### [Passage for review]
^^^^^^^^^^^^^^^^

Decided: December 31, 2009

Before: SPAIN, J.P., ROSE, MALONE JR., McCARTHY and GARRY, JJ. Edward W. Goehler, Cortland, for appellant. Weeden A. Wetmore, District Attorney, Elmira (Amanda M. Chafee of counsel), for respondent.

Appeal from a judgment of the County Court of Chemung County (Hayden, J.), rendered April 2, 2008, convicting defendant upon his plea of guilty of the crime of rape in the third degree (two counts).

In full satisfaction of an indictment charging him with criminal sexual act in the third degree and 19 counts of rape in the third degree, defendant pleaded guilty to two counts of rape in the third degree. At sentencing, the 16-year-old victim provided County Court with a copy of a letter that she had written to defense counsel in which she claimed, among other things, that her initial statement to the police was false and that an Assistant District Attorney had counseled her to falsely testify. Specifically, the victim wrote that she “only had sex 2 or 3 maybe 4” times with defendant but that the Assistant District Attorney told her that she “had to say at least 2 times a month.” Defendant then moved to withdraw his plea and to dismiss the indictment. After an evidentiary hearing, County Court denied defendant's motions and thereafter sentenced him to an aggregate prison term of 2 to 6 years, pursuant to the original plea agreement. Defendant appeals.

^^^^^^^^^^^^^^^^

### [Set of tasks]
**A)** Return the passage of the court decision that runs from "Appeal from a" up to and including "degree (two counts).", copied word for word.
**B)** Resume the court decision on the rape conviction appeal, picking up after its final sentence.

^^^^^^^^^^^^^^^^

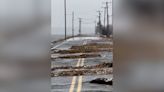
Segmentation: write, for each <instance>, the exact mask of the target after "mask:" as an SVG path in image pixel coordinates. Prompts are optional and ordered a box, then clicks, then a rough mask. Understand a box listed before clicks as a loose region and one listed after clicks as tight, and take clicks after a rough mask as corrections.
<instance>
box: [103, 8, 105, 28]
mask: <svg viewBox="0 0 164 92" xmlns="http://www.w3.org/2000/svg"><path fill="white" fill-rule="evenodd" d="M103 8H104V27H105V26H106V25H105V23H106V7H103Z"/></svg>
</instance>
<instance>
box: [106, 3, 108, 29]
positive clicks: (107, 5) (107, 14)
mask: <svg viewBox="0 0 164 92" xmlns="http://www.w3.org/2000/svg"><path fill="white" fill-rule="evenodd" d="M108 4H109V2H106V9H107V31H109V13H108Z"/></svg>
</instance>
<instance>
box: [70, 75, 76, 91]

^^^^^^^^^^^^^^^^

### [Responses by item number]
**A)**
Appeal from a judgment of the County Court of Chemung County (Hayden, J.), rendered April 2, 2008, convicting defendant upon his plea of guilty of the crime of rape in the third degree (two counts).

**B)**
Defendant's motion to withdraw his plea was based upon two distinct grounds, one being that the People knowingly presented the victim's perjured testimony to the grand jury, which was the argument cited in defense counsel's affirmation in support of the motion and was the theory pursued by counsel and thoroughly explored by County Court at the evidentiary hearing. In this regard, we find that the court did not abuse its discretion in denying defendant's motion on this basis (see CPL 220.60[3] ). However, defendant also alleged in his own affirmation that he was not made aware of the contents of the victim's letter prior to pleading guilty. By counsel's own admission, she received the letter from the victim at defendant's arraignment and used the contents therein to negotiate a plea agreement with the People. However, the issue of whether defense counsel had disclosed the existence of the letter to defendant prior to his plea was not explored at the evidentiary hearing, nor did the court specifically address this argument in rendering its decision on the motions.

Considering the record evidence that defense counsel was aware of this letter prior to the entry of defendant's guilty plea, and in light of defendant's allegation that his plea was not intelligently and voluntarily entered as a result of the purported lack of communication regarding the letter, we find that defendant raised a sufficient question of fact such that this matter must be remitted to County Court for further development of the record at an evidentiary hearing on this issue (see People v. Williams, 35 AD3d 1085, 1086-1087 [2006] ).1 Finally, defendant should be represented by new counsel at that hearing (see People v. Williams, 35 AD3d at 1087).

ORDERED that the judgment is modified, on the law, by reversing so much thereof as denied defendant's motion to withdraw his guilty plea; vacate the sentence imposed, appoint new counsel and matter remitted to the County Court of Chemung County for a new hearing on said motion; and, as so modified, affirmed.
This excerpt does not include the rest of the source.